— Source data —
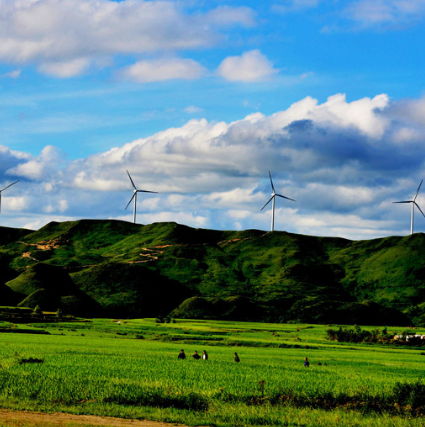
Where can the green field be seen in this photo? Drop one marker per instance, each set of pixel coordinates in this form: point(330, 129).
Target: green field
point(130, 369)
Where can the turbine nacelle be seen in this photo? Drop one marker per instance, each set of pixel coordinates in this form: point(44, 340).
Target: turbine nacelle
point(413, 202)
point(5, 188)
point(134, 196)
point(272, 198)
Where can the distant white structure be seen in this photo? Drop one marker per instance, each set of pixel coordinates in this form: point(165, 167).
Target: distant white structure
point(134, 196)
point(274, 194)
point(413, 202)
point(5, 188)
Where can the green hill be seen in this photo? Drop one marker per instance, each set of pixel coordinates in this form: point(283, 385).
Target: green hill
point(136, 270)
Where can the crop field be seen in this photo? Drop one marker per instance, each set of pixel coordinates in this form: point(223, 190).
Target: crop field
point(129, 369)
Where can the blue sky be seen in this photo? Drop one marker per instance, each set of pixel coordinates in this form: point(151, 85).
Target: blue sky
point(200, 99)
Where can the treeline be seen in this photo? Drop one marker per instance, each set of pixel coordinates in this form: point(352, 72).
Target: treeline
point(375, 336)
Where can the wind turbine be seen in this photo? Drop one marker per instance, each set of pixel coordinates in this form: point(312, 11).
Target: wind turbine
point(5, 188)
point(134, 196)
point(274, 194)
point(413, 202)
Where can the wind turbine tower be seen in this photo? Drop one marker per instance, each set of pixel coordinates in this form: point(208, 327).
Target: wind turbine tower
point(134, 196)
point(5, 188)
point(272, 199)
point(413, 202)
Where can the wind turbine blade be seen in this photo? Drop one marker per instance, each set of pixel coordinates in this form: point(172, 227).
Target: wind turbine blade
point(419, 209)
point(271, 182)
point(132, 183)
point(145, 191)
point(416, 195)
point(271, 198)
point(284, 197)
point(132, 197)
point(10, 185)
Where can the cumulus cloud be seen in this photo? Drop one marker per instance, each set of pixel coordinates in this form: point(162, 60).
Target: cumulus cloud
point(40, 167)
point(251, 66)
point(344, 162)
point(285, 6)
point(384, 13)
point(163, 69)
point(63, 38)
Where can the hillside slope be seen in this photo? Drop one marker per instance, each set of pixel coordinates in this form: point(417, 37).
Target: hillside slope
point(136, 270)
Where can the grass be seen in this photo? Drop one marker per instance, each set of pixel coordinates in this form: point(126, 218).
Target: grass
point(100, 367)
point(288, 276)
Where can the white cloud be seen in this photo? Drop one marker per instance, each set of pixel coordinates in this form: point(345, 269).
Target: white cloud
point(286, 6)
point(40, 167)
point(163, 69)
point(63, 38)
point(344, 162)
point(15, 74)
point(379, 13)
point(65, 68)
point(251, 66)
point(192, 109)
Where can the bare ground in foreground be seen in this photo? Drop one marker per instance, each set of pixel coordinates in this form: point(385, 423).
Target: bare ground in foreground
point(29, 419)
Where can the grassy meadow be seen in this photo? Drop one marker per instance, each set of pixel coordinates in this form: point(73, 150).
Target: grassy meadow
point(129, 368)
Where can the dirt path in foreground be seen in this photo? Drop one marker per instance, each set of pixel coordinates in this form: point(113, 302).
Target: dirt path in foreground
point(25, 418)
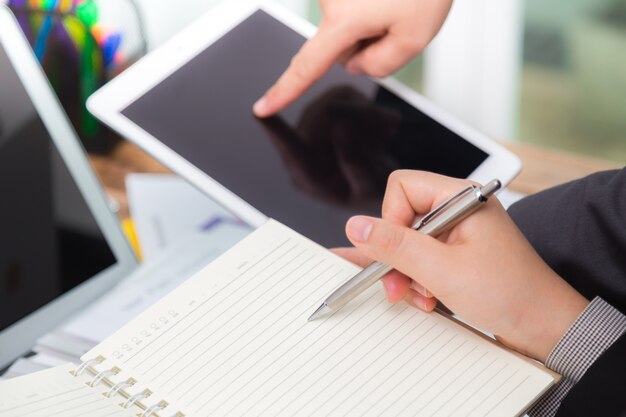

— Instructions for the task —
Lay out every line of the entries above as a Markdown table with the columns "No." and "Text", one numbered row per line. Skip blank lines and leave out the pictures.

— Solution for this exercise —
| No. | Text |
|---|---|
| 1 | Where can the green field be seen in this photo? Drop one marker per instance, each set of pixel coordinates in this form: point(330, 129). |
| 2 | Target: green field |
| 3 | point(130, 369) |
| 4 | Where can the turbine nacelle be seen in this photo? Drop one marker per instance, each set of pixel coordinates in this form: point(44, 340). |
| 5 | Target: turbine nacelle |
| 6 | point(413, 202) |
| 7 | point(5, 188) |
| 8 | point(134, 196) |
| 9 | point(272, 198) |
| 10 | Where can the distant white structure be seen in this photo? Drop one marker per instance, each set of pixel coordinates in this form: point(165, 167). |
| 11 | Target: distant white structure |
| 12 | point(134, 196) |
| 13 | point(274, 194) |
| 14 | point(413, 202) |
| 15 | point(5, 188) |
| 16 | Where can the green hill be seen in this photo? Drop one marker per instance, each set of pixel coordinates in this form: point(283, 385). |
| 17 | Target: green hill |
| 18 | point(136, 270) |
| 19 | Where can the crop field be seen in this photo? Drop one marker per instance, each set of pixel coordinates in this form: point(223, 190). |
| 20 | Target: crop field |
| 21 | point(129, 369) |
| 22 | Where can the blue sky be seen in this photo? Drop one marker per instance, each set of pixel coordinates in this form: point(151, 85). |
| 23 | Target: blue sky |
| 24 | point(200, 99) |
| 25 | Where can the treeline be seen in this photo? Drop one marker per instance, each set of pixel coordinates in this form: point(352, 72). |
| 26 | Target: treeline |
| 27 | point(375, 336) |
| 28 | Where can the wind turbine be seen in this photo? Drop one marker per instance, each set of pixel coordinates in this form: point(312, 11). |
| 29 | Target: wind turbine |
| 30 | point(5, 188) |
| 31 | point(134, 196) |
| 32 | point(274, 194) |
| 33 | point(413, 202) |
| 34 | Where can the wind turbine tower be seen in this photo? Drop one marker per instance, each set of pixel coordinates in this form: point(208, 327). |
| 35 | Target: wind turbine tower |
| 36 | point(134, 196) |
| 37 | point(5, 188) |
| 38 | point(272, 199) |
| 39 | point(413, 202) |
| 40 | Where can the wind turbine blade be seen in this photo? Drop one marker per instance, each set of pixel coordinates in this form: point(172, 227). |
| 41 | Target: wind turbine blade |
| 42 | point(419, 209) |
| 43 | point(271, 182) |
| 44 | point(132, 183) |
| 45 | point(145, 191) |
| 46 | point(416, 195) |
| 47 | point(271, 198) |
| 48 | point(284, 197) |
| 49 | point(132, 197) |
| 50 | point(10, 185) |
| 51 | Where can the cumulus cloud be seen in this photo? Drop one marker per instance, each set of pixel coordinates in this form: point(162, 60). |
| 52 | Target: cumulus cloud |
| 53 | point(40, 167) |
| 54 | point(251, 66) |
| 55 | point(344, 162) |
| 56 | point(285, 6) |
| 57 | point(384, 13) |
| 58 | point(163, 69) |
| 59 | point(63, 38) |
| 60 | Where can the hillside slope be seen in this photo? Drop one marker per instance, each set of pixel coordinates in this form: point(417, 37). |
| 61 | Target: hillside slope |
| 62 | point(136, 270) |
| 63 | Where can the grass be seen in this photo? Drop one marker per instance, each set of pixel coordinates in this form: point(126, 218). |
| 64 | Target: grass |
| 65 | point(100, 367) |
| 66 | point(288, 276) |
| 67 | Where can the white cloud be seen in this photo? Drop one marker per instance, each set of pixel coordinates in this form: point(345, 269). |
| 68 | Target: white cloud |
| 69 | point(286, 6) |
| 70 | point(40, 167) |
| 71 | point(163, 69) |
| 72 | point(63, 38) |
| 73 | point(344, 162) |
| 74 | point(15, 74) |
| 75 | point(379, 13) |
| 76 | point(65, 68) |
| 77 | point(251, 66) |
| 78 | point(192, 109) |
| 79 | Where can the bare ground in foreground be seen in this photo? Drop one marker per instance, each set of pixel coordinates in this form: point(385, 423). |
| 80 | Target: bare ground in foreground |
| 81 | point(29, 419) |
| 82 | Where can the grassy meadow be seen in this photo? Drop one marker per instance, each set of pixel coordinates in this form: point(73, 150). |
| 83 | Target: grassy meadow |
| 84 | point(129, 368) |
| 85 | Where can the dirt path in foreground be seen in this photo? Drop one marker per instance, each set of pixel coordinates in this form: point(113, 302). |
| 86 | Target: dirt path in foreground |
| 87 | point(25, 418) |